→ **Exercise requirements**:
Count the lines in the material below that contain the word "asphalt", treating uppercase and lowercase as different. Give only the number.

→ **Material for the task**:

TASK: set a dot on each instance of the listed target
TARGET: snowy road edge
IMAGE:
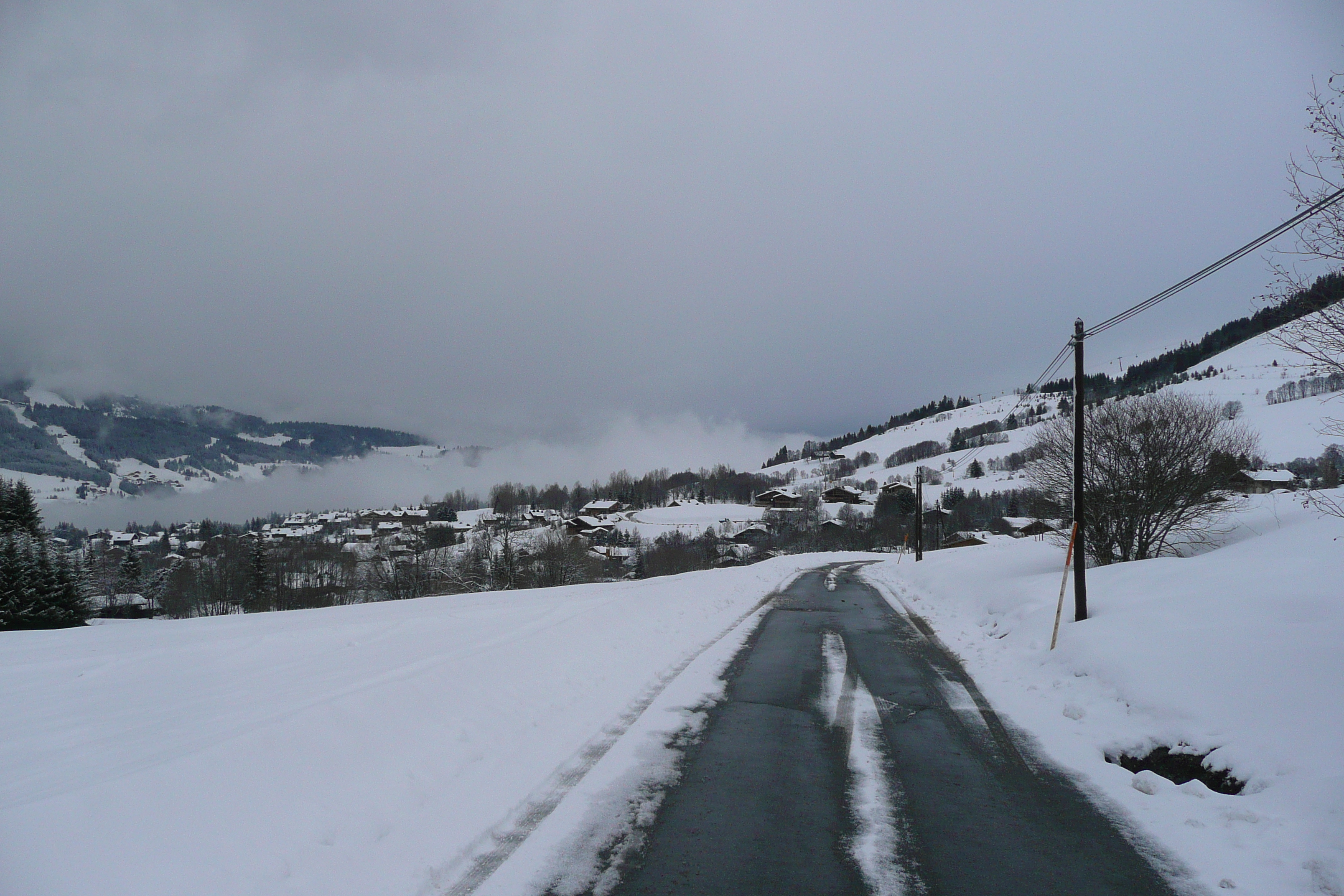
(496, 844)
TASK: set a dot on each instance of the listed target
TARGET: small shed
(1264, 481)
(843, 495)
(754, 534)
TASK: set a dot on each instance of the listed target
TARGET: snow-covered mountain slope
(1232, 653)
(1248, 374)
(125, 446)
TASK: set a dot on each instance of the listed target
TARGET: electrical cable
(1217, 267)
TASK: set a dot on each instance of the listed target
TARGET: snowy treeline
(1306, 387)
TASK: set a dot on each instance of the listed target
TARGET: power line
(1219, 265)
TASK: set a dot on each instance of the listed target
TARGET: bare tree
(1313, 178)
(1320, 336)
(1156, 473)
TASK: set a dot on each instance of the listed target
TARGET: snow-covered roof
(1269, 476)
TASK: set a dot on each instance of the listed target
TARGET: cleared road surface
(768, 800)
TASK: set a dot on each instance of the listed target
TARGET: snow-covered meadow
(351, 750)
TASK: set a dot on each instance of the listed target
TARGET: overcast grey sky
(491, 221)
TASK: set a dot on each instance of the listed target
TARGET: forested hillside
(1139, 378)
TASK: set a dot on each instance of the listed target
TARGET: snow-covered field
(1236, 652)
(354, 750)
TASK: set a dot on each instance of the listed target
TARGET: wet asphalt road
(761, 807)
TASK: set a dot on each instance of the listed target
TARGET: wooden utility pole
(1081, 566)
(919, 514)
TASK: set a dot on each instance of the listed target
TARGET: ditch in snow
(1181, 768)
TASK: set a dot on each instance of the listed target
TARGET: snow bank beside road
(1236, 651)
(353, 750)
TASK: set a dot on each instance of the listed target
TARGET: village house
(1264, 481)
(601, 508)
(964, 540)
(843, 495)
(1022, 527)
(588, 526)
(777, 499)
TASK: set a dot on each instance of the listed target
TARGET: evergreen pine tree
(130, 573)
(23, 509)
(14, 582)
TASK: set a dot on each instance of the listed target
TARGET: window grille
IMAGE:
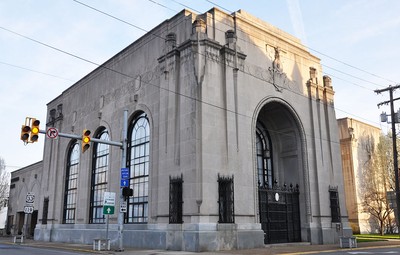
(45, 210)
(226, 200)
(175, 200)
(334, 200)
(99, 179)
(139, 162)
(71, 184)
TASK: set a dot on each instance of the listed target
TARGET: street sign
(52, 133)
(124, 173)
(28, 209)
(30, 198)
(109, 199)
(108, 209)
(124, 183)
(123, 207)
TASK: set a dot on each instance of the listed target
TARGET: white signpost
(123, 207)
(30, 199)
(108, 207)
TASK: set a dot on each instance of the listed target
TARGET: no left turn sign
(52, 133)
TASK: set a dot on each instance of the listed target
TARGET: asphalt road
(12, 249)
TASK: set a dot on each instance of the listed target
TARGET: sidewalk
(292, 248)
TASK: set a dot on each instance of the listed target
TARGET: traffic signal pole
(123, 146)
(78, 137)
(121, 197)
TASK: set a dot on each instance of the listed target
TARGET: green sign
(108, 209)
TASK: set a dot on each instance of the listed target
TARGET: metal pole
(121, 198)
(395, 161)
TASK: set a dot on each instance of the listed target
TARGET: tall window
(71, 184)
(226, 200)
(264, 157)
(99, 178)
(334, 201)
(138, 163)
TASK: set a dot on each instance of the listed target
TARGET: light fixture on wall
(351, 133)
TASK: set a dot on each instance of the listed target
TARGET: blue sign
(124, 183)
(124, 173)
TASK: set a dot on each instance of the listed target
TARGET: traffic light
(85, 140)
(127, 192)
(35, 130)
(25, 131)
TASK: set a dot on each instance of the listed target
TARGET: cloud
(296, 18)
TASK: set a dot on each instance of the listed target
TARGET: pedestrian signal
(35, 130)
(25, 131)
(85, 140)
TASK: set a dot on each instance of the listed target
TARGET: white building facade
(229, 121)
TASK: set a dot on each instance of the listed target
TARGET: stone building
(232, 142)
(357, 142)
(23, 181)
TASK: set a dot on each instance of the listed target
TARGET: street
(17, 249)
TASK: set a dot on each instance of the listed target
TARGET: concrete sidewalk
(292, 248)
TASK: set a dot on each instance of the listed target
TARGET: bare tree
(4, 183)
(377, 179)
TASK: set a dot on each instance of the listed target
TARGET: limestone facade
(201, 92)
(357, 141)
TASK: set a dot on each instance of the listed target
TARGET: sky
(46, 46)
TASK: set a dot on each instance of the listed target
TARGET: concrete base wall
(185, 237)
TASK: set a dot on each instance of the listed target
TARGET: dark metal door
(280, 214)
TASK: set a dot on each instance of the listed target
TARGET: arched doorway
(279, 166)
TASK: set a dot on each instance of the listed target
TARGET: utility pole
(394, 140)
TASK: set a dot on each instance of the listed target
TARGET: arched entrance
(280, 173)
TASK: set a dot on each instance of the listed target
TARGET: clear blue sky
(357, 41)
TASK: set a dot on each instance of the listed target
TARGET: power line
(35, 71)
(103, 66)
(159, 87)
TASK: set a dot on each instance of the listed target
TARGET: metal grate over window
(71, 184)
(99, 178)
(334, 201)
(139, 163)
(226, 209)
(45, 210)
(175, 200)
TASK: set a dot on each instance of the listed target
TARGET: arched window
(264, 157)
(99, 178)
(138, 164)
(71, 184)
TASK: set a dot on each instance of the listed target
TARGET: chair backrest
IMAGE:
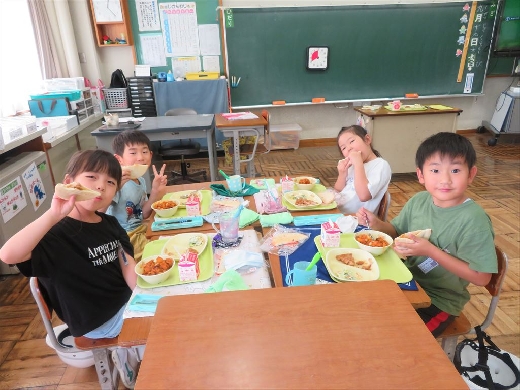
(494, 287)
(180, 111)
(382, 212)
(46, 314)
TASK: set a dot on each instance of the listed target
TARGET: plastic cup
(301, 277)
(228, 223)
(236, 183)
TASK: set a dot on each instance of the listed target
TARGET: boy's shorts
(435, 319)
(138, 240)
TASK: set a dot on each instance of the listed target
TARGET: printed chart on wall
(178, 36)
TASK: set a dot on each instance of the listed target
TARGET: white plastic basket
(115, 97)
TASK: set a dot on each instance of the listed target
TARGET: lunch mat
(205, 206)
(390, 265)
(205, 265)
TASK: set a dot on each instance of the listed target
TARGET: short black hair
(447, 144)
(128, 138)
(94, 160)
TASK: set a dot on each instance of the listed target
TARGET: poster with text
(34, 185)
(12, 199)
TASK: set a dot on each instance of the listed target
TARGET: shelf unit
(113, 29)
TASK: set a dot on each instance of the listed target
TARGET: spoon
(223, 174)
(314, 260)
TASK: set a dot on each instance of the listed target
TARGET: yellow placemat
(390, 265)
(205, 264)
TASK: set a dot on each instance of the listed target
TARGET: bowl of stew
(373, 241)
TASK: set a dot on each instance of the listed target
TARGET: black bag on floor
(118, 79)
(486, 366)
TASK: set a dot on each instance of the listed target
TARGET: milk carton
(193, 205)
(189, 267)
(330, 234)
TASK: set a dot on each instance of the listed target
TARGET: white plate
(181, 197)
(179, 243)
(295, 196)
(347, 273)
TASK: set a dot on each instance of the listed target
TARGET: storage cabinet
(111, 18)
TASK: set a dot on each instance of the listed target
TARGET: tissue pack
(330, 234)
(189, 266)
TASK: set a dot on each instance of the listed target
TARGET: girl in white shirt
(363, 176)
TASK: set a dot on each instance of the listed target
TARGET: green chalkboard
(379, 51)
(206, 14)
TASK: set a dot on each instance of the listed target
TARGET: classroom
(266, 99)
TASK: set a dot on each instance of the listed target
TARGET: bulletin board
(376, 51)
(188, 32)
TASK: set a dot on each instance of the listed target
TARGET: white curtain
(20, 73)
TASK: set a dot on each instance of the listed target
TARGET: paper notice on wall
(179, 26)
(147, 15)
(152, 49)
(34, 185)
(211, 63)
(12, 199)
(182, 65)
(209, 40)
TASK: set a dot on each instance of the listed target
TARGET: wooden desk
(398, 134)
(351, 335)
(236, 129)
(163, 128)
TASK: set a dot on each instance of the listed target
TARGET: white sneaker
(126, 363)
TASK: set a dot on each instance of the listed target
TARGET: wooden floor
(26, 361)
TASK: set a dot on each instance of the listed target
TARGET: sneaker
(126, 363)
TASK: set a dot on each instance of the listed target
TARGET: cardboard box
(285, 136)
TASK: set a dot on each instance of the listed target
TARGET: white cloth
(378, 173)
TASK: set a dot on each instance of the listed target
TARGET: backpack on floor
(486, 366)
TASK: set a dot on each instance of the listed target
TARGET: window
(20, 73)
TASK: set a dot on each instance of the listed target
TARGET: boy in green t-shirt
(461, 248)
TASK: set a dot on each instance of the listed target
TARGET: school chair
(107, 373)
(249, 150)
(382, 211)
(182, 148)
(461, 325)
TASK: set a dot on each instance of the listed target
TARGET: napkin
(222, 190)
(272, 219)
(228, 281)
(144, 302)
(247, 217)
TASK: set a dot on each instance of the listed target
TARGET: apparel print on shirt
(132, 210)
(103, 254)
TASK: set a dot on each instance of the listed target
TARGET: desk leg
(236, 150)
(212, 154)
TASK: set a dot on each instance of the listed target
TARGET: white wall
(317, 121)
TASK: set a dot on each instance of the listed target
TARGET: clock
(317, 57)
(107, 11)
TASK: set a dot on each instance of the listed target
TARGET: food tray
(205, 206)
(390, 265)
(205, 265)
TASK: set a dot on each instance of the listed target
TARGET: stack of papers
(239, 115)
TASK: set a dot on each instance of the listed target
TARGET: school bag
(486, 366)
(118, 79)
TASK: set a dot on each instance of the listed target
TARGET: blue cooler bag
(49, 107)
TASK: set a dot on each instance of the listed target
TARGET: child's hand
(60, 208)
(355, 158)
(126, 177)
(366, 217)
(419, 246)
(160, 179)
(343, 165)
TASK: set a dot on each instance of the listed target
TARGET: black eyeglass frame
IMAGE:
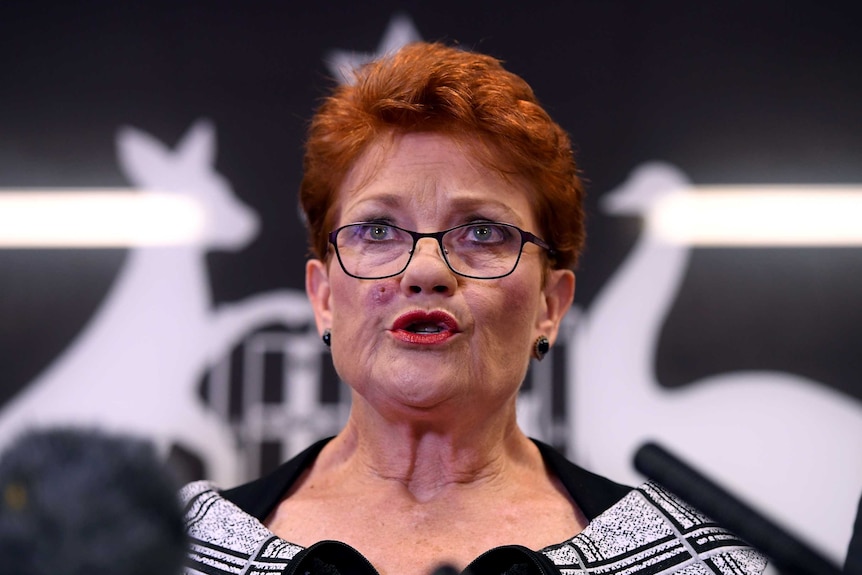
(526, 237)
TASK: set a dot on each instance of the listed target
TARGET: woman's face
(479, 334)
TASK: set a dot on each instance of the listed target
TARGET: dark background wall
(730, 92)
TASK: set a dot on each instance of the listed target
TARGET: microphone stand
(787, 553)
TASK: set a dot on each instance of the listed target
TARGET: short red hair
(435, 88)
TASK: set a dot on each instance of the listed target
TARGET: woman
(445, 217)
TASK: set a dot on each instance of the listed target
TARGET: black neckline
(592, 493)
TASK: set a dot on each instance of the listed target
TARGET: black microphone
(788, 554)
(75, 502)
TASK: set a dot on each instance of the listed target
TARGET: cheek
(381, 293)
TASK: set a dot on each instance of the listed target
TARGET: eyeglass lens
(481, 250)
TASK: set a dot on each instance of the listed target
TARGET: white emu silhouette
(135, 367)
(790, 446)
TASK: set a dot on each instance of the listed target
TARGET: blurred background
(725, 93)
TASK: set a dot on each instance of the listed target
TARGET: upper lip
(414, 318)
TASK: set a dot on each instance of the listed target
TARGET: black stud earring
(541, 348)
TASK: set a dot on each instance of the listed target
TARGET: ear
(319, 292)
(140, 155)
(557, 295)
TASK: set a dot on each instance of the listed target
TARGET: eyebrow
(463, 204)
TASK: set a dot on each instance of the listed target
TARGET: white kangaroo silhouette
(136, 365)
(790, 446)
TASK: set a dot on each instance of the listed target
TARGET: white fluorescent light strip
(767, 216)
(97, 218)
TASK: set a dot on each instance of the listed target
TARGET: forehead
(434, 174)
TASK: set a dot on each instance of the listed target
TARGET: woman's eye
(377, 232)
(486, 233)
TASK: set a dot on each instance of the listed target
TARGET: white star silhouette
(344, 63)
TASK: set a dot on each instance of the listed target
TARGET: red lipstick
(423, 327)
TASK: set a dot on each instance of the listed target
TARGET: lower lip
(422, 338)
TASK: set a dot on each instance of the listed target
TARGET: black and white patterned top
(646, 531)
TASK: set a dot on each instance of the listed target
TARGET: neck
(429, 457)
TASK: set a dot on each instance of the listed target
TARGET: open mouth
(425, 327)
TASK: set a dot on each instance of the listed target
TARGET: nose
(427, 271)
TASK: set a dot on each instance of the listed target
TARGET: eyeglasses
(480, 250)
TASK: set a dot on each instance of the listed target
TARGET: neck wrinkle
(429, 460)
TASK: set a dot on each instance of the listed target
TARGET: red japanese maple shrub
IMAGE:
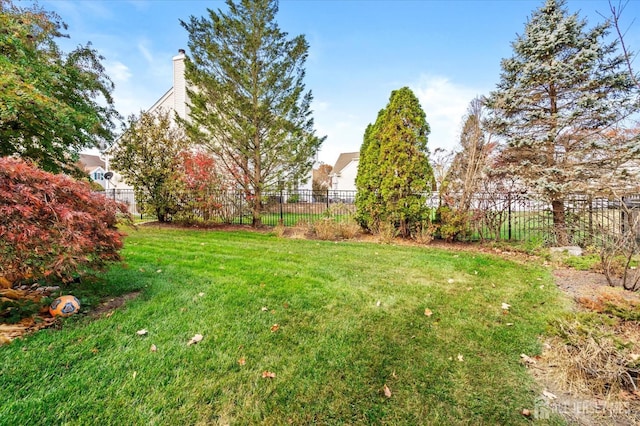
(52, 225)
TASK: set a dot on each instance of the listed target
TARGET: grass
(351, 320)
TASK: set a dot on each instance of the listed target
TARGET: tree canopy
(394, 173)
(561, 97)
(52, 104)
(248, 103)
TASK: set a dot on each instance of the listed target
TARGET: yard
(293, 332)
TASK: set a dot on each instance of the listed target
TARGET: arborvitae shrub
(52, 226)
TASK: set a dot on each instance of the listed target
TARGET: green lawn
(351, 320)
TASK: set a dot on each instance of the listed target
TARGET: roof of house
(91, 162)
(344, 159)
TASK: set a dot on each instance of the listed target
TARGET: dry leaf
(527, 359)
(387, 391)
(195, 339)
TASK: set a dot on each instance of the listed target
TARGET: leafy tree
(247, 99)
(394, 173)
(559, 94)
(52, 104)
(52, 225)
(148, 157)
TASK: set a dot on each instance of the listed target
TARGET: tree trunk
(256, 209)
(559, 223)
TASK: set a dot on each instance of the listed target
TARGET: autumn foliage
(52, 226)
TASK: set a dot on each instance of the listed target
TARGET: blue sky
(447, 52)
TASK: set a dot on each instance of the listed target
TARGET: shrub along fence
(492, 216)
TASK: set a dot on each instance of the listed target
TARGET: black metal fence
(492, 216)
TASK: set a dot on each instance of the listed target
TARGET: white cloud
(445, 103)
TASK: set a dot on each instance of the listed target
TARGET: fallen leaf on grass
(387, 391)
(527, 359)
(195, 339)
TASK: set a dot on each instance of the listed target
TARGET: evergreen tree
(559, 97)
(395, 175)
(247, 97)
(368, 181)
(52, 104)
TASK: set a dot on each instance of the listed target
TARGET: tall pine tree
(394, 174)
(248, 103)
(560, 96)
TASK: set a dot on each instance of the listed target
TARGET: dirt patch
(575, 402)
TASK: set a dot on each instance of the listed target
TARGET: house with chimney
(343, 175)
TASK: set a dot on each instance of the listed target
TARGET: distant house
(95, 167)
(175, 99)
(343, 176)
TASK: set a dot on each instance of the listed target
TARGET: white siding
(345, 180)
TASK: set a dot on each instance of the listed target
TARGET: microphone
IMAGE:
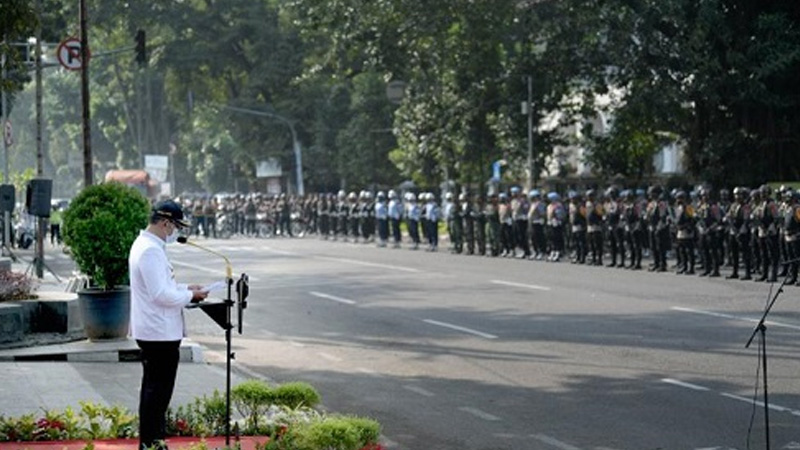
(228, 268)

→ **Response to this task**:
2